Work item
Select every line containing the word "door" from the material, and copy those lines.

◆ ◆ ◆

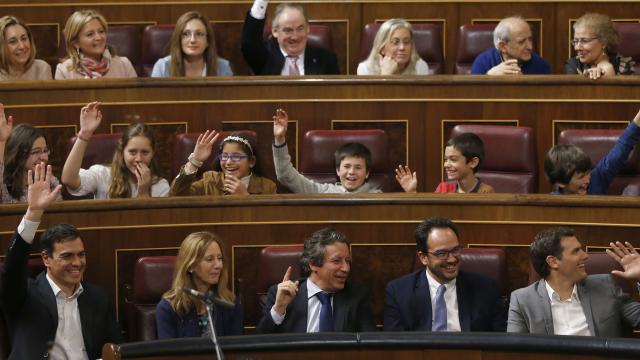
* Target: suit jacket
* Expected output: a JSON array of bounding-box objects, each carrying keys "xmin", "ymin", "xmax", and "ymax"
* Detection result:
[
  {"xmin": 241, "ymin": 12, "xmax": 340, "ymax": 76},
  {"xmin": 156, "ymin": 297, "xmax": 243, "ymax": 339},
  {"xmin": 256, "ymin": 278, "xmax": 375, "ymax": 333},
  {"xmin": 508, "ymin": 275, "xmax": 640, "ymax": 337},
  {"xmin": 384, "ymin": 270, "xmax": 506, "ymax": 332},
  {"xmin": 0, "ymin": 233, "xmax": 122, "ymax": 359}
]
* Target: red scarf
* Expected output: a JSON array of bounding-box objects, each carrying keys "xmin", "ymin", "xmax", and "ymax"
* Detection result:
[{"xmin": 78, "ymin": 49, "xmax": 111, "ymax": 78}]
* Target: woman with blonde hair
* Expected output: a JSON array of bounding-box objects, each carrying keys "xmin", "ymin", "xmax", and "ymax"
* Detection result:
[
  {"xmin": 0, "ymin": 16, "xmax": 52, "ymax": 80},
  {"xmin": 55, "ymin": 9, "xmax": 137, "ymax": 79},
  {"xmin": 357, "ymin": 18, "xmax": 429, "ymax": 75},
  {"xmin": 565, "ymin": 13, "xmax": 634, "ymax": 79},
  {"xmin": 156, "ymin": 231, "xmax": 243, "ymax": 338},
  {"xmin": 61, "ymin": 102, "xmax": 169, "ymax": 198},
  {"xmin": 152, "ymin": 11, "xmax": 232, "ymax": 77}
]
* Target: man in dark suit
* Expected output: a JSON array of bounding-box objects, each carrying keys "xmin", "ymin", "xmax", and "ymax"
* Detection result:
[
  {"xmin": 0, "ymin": 163, "xmax": 122, "ymax": 359},
  {"xmin": 508, "ymin": 227, "xmax": 640, "ymax": 336},
  {"xmin": 241, "ymin": 0, "xmax": 340, "ymax": 75},
  {"xmin": 256, "ymin": 228, "xmax": 375, "ymax": 333},
  {"xmin": 384, "ymin": 217, "xmax": 506, "ymax": 332}
]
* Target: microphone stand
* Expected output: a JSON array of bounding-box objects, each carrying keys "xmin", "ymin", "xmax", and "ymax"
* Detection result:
[{"xmin": 203, "ymin": 297, "xmax": 224, "ymax": 360}]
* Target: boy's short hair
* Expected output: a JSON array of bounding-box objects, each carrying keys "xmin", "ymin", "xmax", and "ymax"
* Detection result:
[
  {"xmin": 334, "ymin": 142, "xmax": 372, "ymax": 170},
  {"xmin": 40, "ymin": 224, "xmax": 82, "ymax": 256},
  {"xmin": 544, "ymin": 144, "xmax": 592, "ymax": 185},
  {"xmin": 447, "ymin": 133, "xmax": 485, "ymax": 173}
]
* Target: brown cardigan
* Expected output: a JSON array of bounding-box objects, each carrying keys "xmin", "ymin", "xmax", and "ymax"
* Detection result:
[{"xmin": 170, "ymin": 166, "xmax": 277, "ymax": 196}]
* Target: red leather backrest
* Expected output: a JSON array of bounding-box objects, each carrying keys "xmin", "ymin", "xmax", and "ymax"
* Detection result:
[
  {"xmin": 67, "ymin": 133, "xmax": 120, "ymax": 169},
  {"xmin": 132, "ymin": 256, "xmax": 176, "ymax": 304},
  {"xmin": 612, "ymin": 23, "xmax": 640, "ymax": 74},
  {"xmin": 456, "ymin": 23, "xmax": 496, "ymax": 74},
  {"xmin": 450, "ymin": 125, "xmax": 537, "ymax": 193}
]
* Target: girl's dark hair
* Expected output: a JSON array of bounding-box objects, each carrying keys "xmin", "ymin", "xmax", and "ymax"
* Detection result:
[
  {"xmin": 4, "ymin": 124, "xmax": 44, "ymax": 200},
  {"xmin": 214, "ymin": 132, "xmax": 261, "ymax": 176}
]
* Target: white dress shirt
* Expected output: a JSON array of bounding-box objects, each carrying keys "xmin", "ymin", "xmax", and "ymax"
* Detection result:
[
  {"xmin": 544, "ymin": 280, "xmax": 592, "ymax": 336},
  {"xmin": 280, "ymin": 49, "xmax": 306, "ymax": 75},
  {"xmin": 426, "ymin": 270, "xmax": 461, "ymax": 331},
  {"xmin": 269, "ymin": 278, "xmax": 331, "ymax": 332},
  {"xmin": 46, "ymin": 275, "xmax": 89, "ymax": 360}
]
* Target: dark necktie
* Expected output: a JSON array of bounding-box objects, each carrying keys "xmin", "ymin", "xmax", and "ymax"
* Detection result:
[
  {"xmin": 316, "ymin": 291, "xmax": 334, "ymax": 332},
  {"xmin": 432, "ymin": 284, "xmax": 447, "ymax": 331}
]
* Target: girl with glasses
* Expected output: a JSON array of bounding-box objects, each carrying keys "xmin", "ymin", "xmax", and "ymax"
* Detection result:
[
  {"xmin": 61, "ymin": 102, "xmax": 170, "ymax": 199},
  {"xmin": 151, "ymin": 11, "xmax": 233, "ymax": 77},
  {"xmin": 0, "ymin": 104, "xmax": 62, "ymax": 203},
  {"xmin": 565, "ymin": 13, "xmax": 634, "ymax": 79},
  {"xmin": 171, "ymin": 131, "xmax": 276, "ymax": 196}
]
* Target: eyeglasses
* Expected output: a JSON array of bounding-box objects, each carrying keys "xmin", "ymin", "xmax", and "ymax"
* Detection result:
[
  {"xmin": 181, "ymin": 31, "xmax": 207, "ymax": 40},
  {"xmin": 571, "ymin": 37, "xmax": 598, "ymax": 46},
  {"xmin": 29, "ymin": 148, "xmax": 50, "ymax": 157},
  {"xmin": 426, "ymin": 245, "xmax": 462, "ymax": 260},
  {"xmin": 220, "ymin": 152, "xmax": 249, "ymax": 162}
]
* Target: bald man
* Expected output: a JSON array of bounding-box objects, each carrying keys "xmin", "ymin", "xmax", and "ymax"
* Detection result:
[{"xmin": 471, "ymin": 16, "xmax": 550, "ymax": 75}]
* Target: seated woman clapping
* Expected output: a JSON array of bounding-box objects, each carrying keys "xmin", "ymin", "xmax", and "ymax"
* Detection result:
[
  {"xmin": 357, "ymin": 18, "xmax": 429, "ymax": 75},
  {"xmin": 156, "ymin": 231, "xmax": 243, "ymax": 338},
  {"xmin": 171, "ymin": 131, "xmax": 276, "ymax": 196},
  {"xmin": 61, "ymin": 102, "xmax": 169, "ymax": 199},
  {"xmin": 0, "ymin": 16, "xmax": 52, "ymax": 80},
  {"xmin": 151, "ymin": 11, "xmax": 232, "ymax": 77}
]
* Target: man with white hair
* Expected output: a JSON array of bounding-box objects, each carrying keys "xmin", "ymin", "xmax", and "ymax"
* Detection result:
[{"xmin": 471, "ymin": 16, "xmax": 550, "ymax": 75}]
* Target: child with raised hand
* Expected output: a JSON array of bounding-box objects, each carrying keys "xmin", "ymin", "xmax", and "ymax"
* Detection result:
[
  {"xmin": 171, "ymin": 130, "xmax": 276, "ymax": 196},
  {"xmin": 0, "ymin": 103, "xmax": 62, "ymax": 203},
  {"xmin": 435, "ymin": 132, "xmax": 495, "ymax": 193},
  {"xmin": 61, "ymin": 102, "xmax": 169, "ymax": 199},
  {"xmin": 545, "ymin": 109, "xmax": 640, "ymax": 195},
  {"xmin": 273, "ymin": 108, "xmax": 416, "ymax": 193}
]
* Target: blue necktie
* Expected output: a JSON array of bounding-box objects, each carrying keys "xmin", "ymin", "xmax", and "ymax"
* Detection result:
[
  {"xmin": 432, "ymin": 284, "xmax": 447, "ymax": 331},
  {"xmin": 316, "ymin": 292, "xmax": 334, "ymax": 332}
]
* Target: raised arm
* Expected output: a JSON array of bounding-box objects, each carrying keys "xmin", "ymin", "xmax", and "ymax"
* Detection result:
[
  {"xmin": 395, "ymin": 165, "xmax": 417, "ymax": 193},
  {"xmin": 607, "ymin": 241, "xmax": 640, "ymax": 282},
  {"xmin": 273, "ymin": 108, "xmax": 288, "ymax": 146},
  {"xmin": 61, "ymin": 102, "xmax": 102, "ymax": 190}
]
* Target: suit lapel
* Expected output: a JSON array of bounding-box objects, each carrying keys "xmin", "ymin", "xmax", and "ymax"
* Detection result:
[
  {"xmin": 303, "ymin": 46, "xmax": 319, "ymax": 75},
  {"xmin": 78, "ymin": 288, "xmax": 93, "ymax": 353},
  {"xmin": 536, "ymin": 280, "xmax": 555, "ymax": 334},
  {"xmin": 577, "ymin": 281, "xmax": 596, "ymax": 336},
  {"xmin": 333, "ymin": 286, "xmax": 349, "ymax": 331},
  {"xmin": 411, "ymin": 270, "xmax": 431, "ymax": 330},
  {"xmin": 35, "ymin": 273, "xmax": 58, "ymax": 328},
  {"xmin": 291, "ymin": 280, "xmax": 309, "ymax": 332},
  {"xmin": 456, "ymin": 274, "xmax": 471, "ymax": 331}
]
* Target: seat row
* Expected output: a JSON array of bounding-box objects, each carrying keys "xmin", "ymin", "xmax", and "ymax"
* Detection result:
[
  {"xmin": 74, "ymin": 124, "xmax": 640, "ymax": 195},
  {"xmin": 68, "ymin": 21, "xmax": 640, "ymax": 76}
]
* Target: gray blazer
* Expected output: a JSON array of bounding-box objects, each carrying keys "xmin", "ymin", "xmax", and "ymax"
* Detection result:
[{"xmin": 508, "ymin": 275, "xmax": 640, "ymax": 337}]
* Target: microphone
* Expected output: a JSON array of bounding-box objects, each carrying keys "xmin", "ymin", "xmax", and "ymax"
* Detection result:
[{"xmin": 181, "ymin": 287, "xmax": 236, "ymax": 309}]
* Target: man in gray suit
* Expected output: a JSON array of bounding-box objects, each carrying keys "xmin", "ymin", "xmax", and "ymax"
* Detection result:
[
  {"xmin": 507, "ymin": 227, "xmax": 640, "ymax": 337},
  {"xmin": 508, "ymin": 227, "xmax": 640, "ymax": 337}
]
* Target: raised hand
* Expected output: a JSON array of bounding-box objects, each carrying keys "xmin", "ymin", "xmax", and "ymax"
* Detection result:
[
  {"xmin": 487, "ymin": 59, "xmax": 522, "ymax": 75},
  {"xmin": 0, "ymin": 103, "xmax": 14, "ymax": 143},
  {"xmin": 134, "ymin": 162, "xmax": 152, "ymax": 197},
  {"xmin": 25, "ymin": 162, "xmax": 62, "ymax": 221},
  {"xmin": 193, "ymin": 130, "xmax": 219, "ymax": 163},
  {"xmin": 78, "ymin": 101, "xmax": 102, "ymax": 139},
  {"xmin": 273, "ymin": 108, "xmax": 288, "ymax": 146},
  {"xmin": 223, "ymin": 174, "xmax": 249, "ymax": 195},
  {"xmin": 395, "ymin": 165, "xmax": 417, "ymax": 193},
  {"xmin": 273, "ymin": 266, "xmax": 299, "ymax": 316},
  {"xmin": 606, "ymin": 241, "xmax": 640, "ymax": 281}
]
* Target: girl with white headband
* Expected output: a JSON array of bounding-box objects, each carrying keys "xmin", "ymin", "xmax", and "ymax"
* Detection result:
[{"xmin": 171, "ymin": 131, "xmax": 276, "ymax": 196}]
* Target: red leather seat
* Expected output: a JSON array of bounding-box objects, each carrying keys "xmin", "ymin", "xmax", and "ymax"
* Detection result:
[
  {"xmin": 298, "ymin": 129, "xmax": 391, "ymax": 192},
  {"xmin": 125, "ymin": 256, "xmax": 176, "ymax": 341},
  {"xmin": 173, "ymin": 131, "xmax": 257, "ymax": 179},
  {"xmin": 613, "ymin": 23, "xmax": 640, "ymax": 74},
  {"xmin": 558, "ymin": 128, "xmax": 640, "ymax": 195},
  {"xmin": 58, "ymin": 25, "xmax": 143, "ymax": 76},
  {"xmin": 450, "ymin": 125, "xmax": 537, "ymax": 193},
  {"xmin": 528, "ymin": 252, "xmax": 633, "ymax": 295},
  {"xmin": 263, "ymin": 25, "xmax": 334, "ymax": 53},
  {"xmin": 256, "ymin": 246, "xmax": 304, "ymax": 312},
  {"xmin": 414, "ymin": 248, "xmax": 507, "ymax": 296},
  {"xmin": 455, "ymin": 23, "xmax": 496, "ymax": 74},
  {"xmin": 358, "ymin": 22, "xmax": 444, "ymax": 74}
]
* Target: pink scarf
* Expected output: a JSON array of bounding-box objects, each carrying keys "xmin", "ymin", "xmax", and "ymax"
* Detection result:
[{"xmin": 78, "ymin": 49, "xmax": 111, "ymax": 78}]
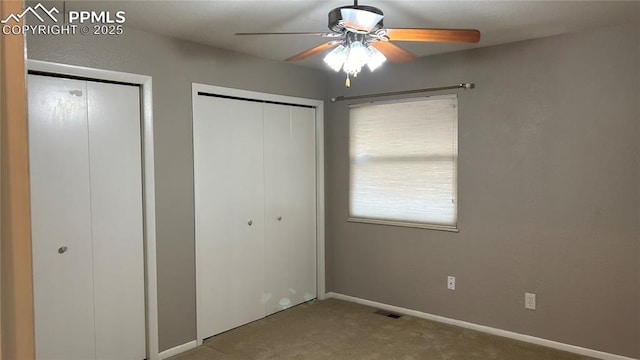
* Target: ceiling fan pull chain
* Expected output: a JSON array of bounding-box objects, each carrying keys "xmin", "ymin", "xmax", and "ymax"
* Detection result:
[{"xmin": 345, "ymin": 74, "xmax": 351, "ymax": 88}]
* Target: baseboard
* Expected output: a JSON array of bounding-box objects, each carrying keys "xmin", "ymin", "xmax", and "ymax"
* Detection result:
[
  {"xmin": 326, "ymin": 292, "xmax": 637, "ymax": 360},
  {"xmin": 158, "ymin": 340, "xmax": 198, "ymax": 360}
]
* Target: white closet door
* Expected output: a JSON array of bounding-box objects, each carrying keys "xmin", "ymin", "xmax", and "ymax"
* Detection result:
[
  {"xmin": 29, "ymin": 75, "xmax": 96, "ymax": 360},
  {"xmin": 288, "ymin": 107, "xmax": 317, "ymax": 306},
  {"xmin": 263, "ymin": 104, "xmax": 295, "ymax": 315},
  {"xmin": 194, "ymin": 95, "xmax": 265, "ymax": 338},
  {"xmin": 30, "ymin": 75, "xmax": 146, "ymax": 360},
  {"xmin": 87, "ymin": 82, "xmax": 145, "ymax": 360},
  {"xmin": 263, "ymin": 104, "xmax": 316, "ymax": 315}
]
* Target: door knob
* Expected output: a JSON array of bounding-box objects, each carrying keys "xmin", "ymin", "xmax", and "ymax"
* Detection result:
[
  {"xmin": 248, "ymin": 219, "xmax": 253, "ymax": 226},
  {"xmin": 58, "ymin": 246, "xmax": 68, "ymax": 254}
]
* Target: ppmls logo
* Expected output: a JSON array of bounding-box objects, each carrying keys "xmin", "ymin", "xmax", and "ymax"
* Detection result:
[
  {"xmin": 0, "ymin": 3, "xmax": 59, "ymax": 24},
  {"xmin": 1, "ymin": 3, "xmax": 126, "ymax": 36}
]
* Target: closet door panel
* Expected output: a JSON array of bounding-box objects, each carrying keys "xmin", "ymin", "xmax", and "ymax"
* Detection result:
[
  {"xmin": 87, "ymin": 82, "xmax": 146, "ymax": 360},
  {"xmin": 28, "ymin": 75, "xmax": 96, "ymax": 360},
  {"xmin": 264, "ymin": 104, "xmax": 317, "ymax": 315},
  {"xmin": 194, "ymin": 96, "xmax": 265, "ymax": 337},
  {"xmin": 263, "ymin": 104, "xmax": 295, "ymax": 315},
  {"xmin": 289, "ymin": 107, "xmax": 317, "ymax": 305}
]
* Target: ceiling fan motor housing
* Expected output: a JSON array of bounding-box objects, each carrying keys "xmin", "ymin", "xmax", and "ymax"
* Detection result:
[{"xmin": 329, "ymin": 5, "xmax": 384, "ymax": 33}]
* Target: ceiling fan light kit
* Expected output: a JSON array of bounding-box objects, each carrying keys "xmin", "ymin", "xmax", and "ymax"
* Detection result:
[
  {"xmin": 326, "ymin": 3, "xmax": 390, "ymax": 87},
  {"xmin": 236, "ymin": 1, "xmax": 481, "ymax": 87},
  {"xmin": 323, "ymin": 32, "xmax": 388, "ymax": 87}
]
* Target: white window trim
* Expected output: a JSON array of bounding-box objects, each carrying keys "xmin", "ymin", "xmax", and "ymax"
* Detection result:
[{"xmin": 347, "ymin": 217, "xmax": 459, "ymax": 232}]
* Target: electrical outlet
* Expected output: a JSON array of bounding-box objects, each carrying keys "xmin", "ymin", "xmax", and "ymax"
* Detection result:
[
  {"xmin": 525, "ymin": 293, "xmax": 536, "ymax": 310},
  {"xmin": 447, "ymin": 276, "xmax": 455, "ymax": 290}
]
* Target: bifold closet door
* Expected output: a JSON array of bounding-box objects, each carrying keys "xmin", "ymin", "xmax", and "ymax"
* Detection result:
[
  {"xmin": 29, "ymin": 75, "xmax": 96, "ymax": 360},
  {"xmin": 193, "ymin": 95, "xmax": 265, "ymax": 339},
  {"xmin": 86, "ymin": 81, "xmax": 145, "ymax": 360},
  {"xmin": 263, "ymin": 104, "xmax": 317, "ymax": 315},
  {"xmin": 28, "ymin": 75, "xmax": 145, "ymax": 360}
]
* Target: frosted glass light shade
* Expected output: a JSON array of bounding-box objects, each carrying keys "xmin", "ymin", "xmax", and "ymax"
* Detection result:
[
  {"xmin": 343, "ymin": 41, "xmax": 368, "ymax": 75},
  {"xmin": 323, "ymin": 45, "xmax": 348, "ymax": 72},
  {"xmin": 366, "ymin": 45, "xmax": 386, "ymax": 71}
]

◆ ◆ ◆

Response for this exercise
* Target: white closet door
* Target: door knob
* Target: closet door panel
* Target: bifold closet door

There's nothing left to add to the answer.